BEGIN Items
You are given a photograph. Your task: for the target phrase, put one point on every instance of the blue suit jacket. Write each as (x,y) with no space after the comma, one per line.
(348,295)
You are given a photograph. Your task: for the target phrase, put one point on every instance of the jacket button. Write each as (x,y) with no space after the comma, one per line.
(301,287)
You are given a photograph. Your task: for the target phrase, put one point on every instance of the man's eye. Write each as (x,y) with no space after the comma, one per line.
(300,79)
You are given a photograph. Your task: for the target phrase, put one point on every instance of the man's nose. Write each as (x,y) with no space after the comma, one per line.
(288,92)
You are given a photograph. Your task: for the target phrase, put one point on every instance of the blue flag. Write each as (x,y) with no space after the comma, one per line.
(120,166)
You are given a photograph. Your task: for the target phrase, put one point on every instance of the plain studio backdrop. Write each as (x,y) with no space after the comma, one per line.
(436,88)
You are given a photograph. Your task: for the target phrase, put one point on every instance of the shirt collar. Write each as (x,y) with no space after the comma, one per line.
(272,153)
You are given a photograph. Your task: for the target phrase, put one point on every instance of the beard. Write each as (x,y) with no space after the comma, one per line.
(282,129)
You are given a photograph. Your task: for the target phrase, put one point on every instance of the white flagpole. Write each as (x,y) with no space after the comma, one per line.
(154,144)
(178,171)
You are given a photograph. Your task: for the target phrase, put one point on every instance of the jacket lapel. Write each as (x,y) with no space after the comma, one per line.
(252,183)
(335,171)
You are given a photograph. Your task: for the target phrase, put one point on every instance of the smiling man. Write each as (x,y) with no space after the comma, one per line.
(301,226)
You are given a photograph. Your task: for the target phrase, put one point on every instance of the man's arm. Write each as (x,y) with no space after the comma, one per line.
END Items
• [Work to be completed]
Copy all the lines above, putting "place a single point" in place of "put one point" wherever it occurs and changing nothing else.

• [In response]
You are given a photograph. Your task: for the target phrase, place a single point on every instance of the blue suit jacket. Write each as (x,y) with no space after the comma, one per line.
(348,295)
You are given a photograph. Your task: for the target phrase, place a single point on every instance of the jacket button. Write each as (x,y) with no space after the comma, one per line.
(301,287)
You are given a photograph. Your task: for the target phrase, place a single point on every instance of the man's eye. Write each as (x,y) with no space after the comma, one per line.
(300,79)
You are given a photograph. Your task: for the target phrase, place a single point on every instance of the man's nose. Write each as (x,y) with no space after the comma, one per line.
(288,92)
You are given a photograph. Your task: for the target phrase, place a single point on every instance of the blue flag. Write each as (x,y) with no space after the comma, one per line.
(120,166)
You are given a photograph. Your task: for the target phrase, place a single point on every instance of the plain studio backdrop. Write each as (x,y) with no space after the comma, one per line.
(436,88)
You are given a photograph. Your task: for the target phrase, place a single point on every instance of the shirt collar. Write each as (x,y) with no space after the comma, one per line.
(272,153)
You are given a photograph. Your task: for the target phrase, place a single point on every instance of the beard. Write each as (x,y) with no space after the comma, one per line.
(282,129)
You are given a photograph. Your task: for the target phrase, place a single point on every instance of the white flagpole. Write each as (x,y) with no space after the comma, one per line.
(154,144)
(178,171)
You are given a photograph. Your task: for the target phrase, place a single point on every instance of the jacket lapel. Write each as (x,y) with no space after the comma, one per line.
(252,183)
(335,171)
You are given a photograph. Your task: for the target phrase, place a single point on every instance of the smiling man. Write each as (x,y) with no space after the comma, one per line.
(301,226)
You are given a photograph. Your task: for the target phrase, place a single point on every instance of the man's arm. Write each as (x,y) with no space after the comma, one per line.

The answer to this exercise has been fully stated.